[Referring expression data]

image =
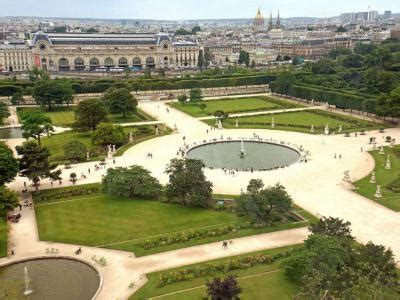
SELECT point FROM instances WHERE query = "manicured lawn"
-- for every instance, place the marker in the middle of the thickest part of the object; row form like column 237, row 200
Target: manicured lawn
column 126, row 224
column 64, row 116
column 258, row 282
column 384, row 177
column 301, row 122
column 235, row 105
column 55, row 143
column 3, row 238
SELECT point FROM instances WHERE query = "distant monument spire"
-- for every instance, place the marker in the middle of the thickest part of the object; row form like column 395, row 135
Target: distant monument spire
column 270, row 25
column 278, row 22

- **About this task**:
Please give the records again word for word, omitting all images.

- **Result of the exercise**:
image =
SELECT point FROM instances WHERE query = "manicured lawn"
-- for every instance, place the marker in the middle of the thickest part of the object; row form like column 237, row 200
Target: manicured lawn
column 126, row 224
column 64, row 116
column 258, row 282
column 384, row 177
column 301, row 122
column 235, row 105
column 55, row 143
column 3, row 238
SELECT point FROM instances WHERE query = "distant monument spire"
-- for every instance, place the marker in the middle of the thickest part of the object; row form like column 395, row 135
Target: distant monument spire
column 270, row 25
column 278, row 22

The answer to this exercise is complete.